- _Texto da página_:
▼

Por Stella Benevides
Não faz muito tempo, falei aqui sobre os carroceiros da cidade e seus cachorros, anjos de fidelidade que não abandonam seus companheiros por nada e que, por não terem consciência do que é “pobreza”, vivem tão ou mais felizes do que um cachorro de madame. Falei também que essa gente e esses cachorros são “invisíveis” pra maioria das pessoas.
Acho que vocês se lembram.
Se não lembram, entendem o que eu estou dizendo.
Pois é.
Acontece que eles são invisíveis. Mas experimente dar publicamente alguma atenção a eles pra ver se um monte de gente não vai te notar.
Eu dou atenção. Passo quase toda tarde ali, embaixo do viaduto onde eles se reúnem. Conheço todos pelo nome, tanto carroceiros quanto cachorros. Os cães, pego no colo, arranco carrapatos com a unha, dou comida na boca.
Pior são os que vivem sozinhos pela rua, nas praças e nos parques, que nem um carroceiro como protetor têm. São todos vítimas de abandono ou, na melhor das hipóteses, de negligência. Sim, porque cachorro não brota da terra, feito grama, né? Se ele está ali, a culpa é de alguém.

▲

- _Dados brutos_:
▼

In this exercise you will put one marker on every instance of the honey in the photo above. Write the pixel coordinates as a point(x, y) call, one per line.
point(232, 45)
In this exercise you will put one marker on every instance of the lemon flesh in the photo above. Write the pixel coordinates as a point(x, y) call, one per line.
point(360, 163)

▲

- _Exercícios propostos_:
A. Na crônica sobre os carroceiros, o que a pessoa que escreve faz com os cães, além de pegá-los no colo?
B. Reproduza o trecho da crônica sobre os carroceiros que vai de "Acontece que eles" até "comida na boca.", incluindo estas últimas palavras.
A listagem não tem nenhum papel nesta atividade.

- _Soluções_:
A. Arranca carrapatos com a unha e dá comida na boca deles.

B.
Acontece que eles são invisíveis. Mas experimente dar publicamente alguma atenção a eles pra ver se um monte de gente não vai te notar.
Eu dou atenção. Passo quase toda tarde ali, embaixo do viaduto onde eles se reúnem. Conheço todos pelo nome, tanto carroceiros quanto cachorros. Os cães, pego no colo, arranco carrapatos com a unha, dou comida na boca.